* Task requirements *
**1.** Answer these questions from the news article on Tropical Storm Isaias:
(a) What share of Con Edison's 6,400 customers in Scarsdale lost power?
(b) On what date will the joint legislative hearing be livestreamed?
(c) What does the bill announced on Aug. 8 require?
**2.** Continue the news article on Tropical Storm Isaias and the power outages in Scarsdale from where it stops.

* Document segment *
Tropical Storm Isaias unleashed 70 mph winds that felled multiple trees and power lines on Aug. 4, but what followed was a maelstrom of anger and frustration as 50% of Con Edison’s 6,400 customers in Scarsdale lost power, many for an entire week.
Residents’ ire over the extended loss of power and lack of responsiveness from Con Ed and other utility companies in the region triggered harsh reactions from state and local elected officials.
On Sunday, Aug. 9, Senate Majority Leader Andrea Stewart-Cousins and Assembly Speaker Carl Heastie announced a joint legislative hearing will be held this month to examine what they called “the response failures of various utility companies during the aftermath of Tropical Storm Isaias.” The legislative hearing, which will evaluate the utilities’ preparation and response to the storm outages and related issues, will be livestreamed on Aug. 20, though the exact time of that Zoom hearing has yet to be announced. Participants reportedly will include the utility corporations, the public service commission, the energy and telecommunications committee, the environmental conservation committee and Homeland Security.
The storm, which, by some measures, was said to have left damage worse than that caused by Superstorm Sandy, has led to a flurry of calls for official investigations and rebukes. In addition to losing electrical power, tens of thousands of residents in Westchester, Putnam and Dutchess counties lost cellphone and cable service as well — and as of Thursday morning, many Optimum and Verizon customers in Scarsdale still had no service.
The loss of communications service led New York State Legislator Paul Harckham and Sen. Anna Kaplan of the 7th District on Long Island to announce a bill Aug. 8 that will require backup generators for cellphone towers throughout the state.
“Our cellphone towers need to stay online no matter what,” said Harckham. “The fact that many of our cellular communications went offline for several days following Tropical Storm Isaias is unacceptable … It is critical for emergency personnel, town employees and residents in emergency situations to be able to have reliable communications.”

* Given data *
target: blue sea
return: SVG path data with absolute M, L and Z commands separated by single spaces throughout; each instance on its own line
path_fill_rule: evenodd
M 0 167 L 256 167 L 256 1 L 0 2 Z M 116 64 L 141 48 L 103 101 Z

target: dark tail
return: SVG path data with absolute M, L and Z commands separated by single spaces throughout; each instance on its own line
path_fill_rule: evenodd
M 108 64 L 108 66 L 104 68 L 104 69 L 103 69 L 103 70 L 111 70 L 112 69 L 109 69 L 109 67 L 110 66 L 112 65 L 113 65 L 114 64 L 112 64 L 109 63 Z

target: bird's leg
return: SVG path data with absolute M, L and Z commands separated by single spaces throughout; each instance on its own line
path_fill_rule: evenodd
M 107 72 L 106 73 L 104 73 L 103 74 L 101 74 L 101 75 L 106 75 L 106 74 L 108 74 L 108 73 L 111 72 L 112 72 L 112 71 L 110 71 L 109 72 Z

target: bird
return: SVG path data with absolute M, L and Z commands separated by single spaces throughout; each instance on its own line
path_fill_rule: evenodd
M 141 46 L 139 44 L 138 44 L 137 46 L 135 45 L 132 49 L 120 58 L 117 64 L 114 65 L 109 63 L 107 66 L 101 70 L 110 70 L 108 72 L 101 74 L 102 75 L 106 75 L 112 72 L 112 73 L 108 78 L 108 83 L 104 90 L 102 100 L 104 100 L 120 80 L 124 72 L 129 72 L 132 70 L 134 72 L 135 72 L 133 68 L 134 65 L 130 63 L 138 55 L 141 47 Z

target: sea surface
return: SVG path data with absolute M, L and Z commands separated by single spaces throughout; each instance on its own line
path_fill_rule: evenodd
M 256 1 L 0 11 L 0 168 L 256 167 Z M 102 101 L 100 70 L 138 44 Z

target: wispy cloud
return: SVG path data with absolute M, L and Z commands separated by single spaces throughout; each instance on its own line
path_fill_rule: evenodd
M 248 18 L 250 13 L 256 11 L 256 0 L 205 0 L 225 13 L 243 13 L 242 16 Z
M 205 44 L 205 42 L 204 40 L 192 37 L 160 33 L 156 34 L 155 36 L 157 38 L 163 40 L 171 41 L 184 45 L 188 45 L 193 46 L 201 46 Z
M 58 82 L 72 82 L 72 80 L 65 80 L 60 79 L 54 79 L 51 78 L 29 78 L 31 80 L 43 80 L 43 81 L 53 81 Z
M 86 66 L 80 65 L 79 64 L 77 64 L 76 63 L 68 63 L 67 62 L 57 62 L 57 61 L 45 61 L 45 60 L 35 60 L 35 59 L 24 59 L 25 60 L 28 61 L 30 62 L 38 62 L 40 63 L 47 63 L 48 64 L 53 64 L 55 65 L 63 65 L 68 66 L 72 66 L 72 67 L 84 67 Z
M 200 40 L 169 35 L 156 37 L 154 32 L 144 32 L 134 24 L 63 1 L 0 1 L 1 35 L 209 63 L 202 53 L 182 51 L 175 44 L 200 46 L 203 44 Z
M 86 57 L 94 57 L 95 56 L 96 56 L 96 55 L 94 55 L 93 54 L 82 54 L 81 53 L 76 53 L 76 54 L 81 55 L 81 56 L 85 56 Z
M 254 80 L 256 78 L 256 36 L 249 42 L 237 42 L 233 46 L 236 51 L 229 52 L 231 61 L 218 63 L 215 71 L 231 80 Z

* Results in order *
**1.**
(a) 50%
(b) Aug. 20
(c) Backup generators for cellphone towers throughout the state

**2.**
Noting that cell towers are also used by emergency management centers and first responders, he said, “The wireless communications providers across New York can no longer continue to be negligent in that regard. From their immense profits it is time they make an infrastructure investment that makes sense and will probably save some lives.”
Outages in cable services added to the disaster. According to the numbers provided by Altice USA, Optimum’s parent company, more than 300 customers in Scarsdale were offline due to storm impact and 100 customers were still out Thursday morning — more than a week after the storm.
“We have all lost faith and confidence that future storm responses will materially differ from what we have experienced this week,” Mayor Marc Samwick told the Scarsdale Board of Trustees Aug. 11. “Nevertheless, I promise that the village will push hard for substantive changes in future storm responses [and let] Con Ed, Altice and the Public Service Commission hear from us with a clear, articulate and united voice.”
In Greenburgh, where 4,500 residents experienced power outages in the storm, Town Supervisor Paul Feiner suggested New York State should give the governor the ability to take control of the restoration of power by hiring outside crews — to be paid by the utility providers — in advance of future storms.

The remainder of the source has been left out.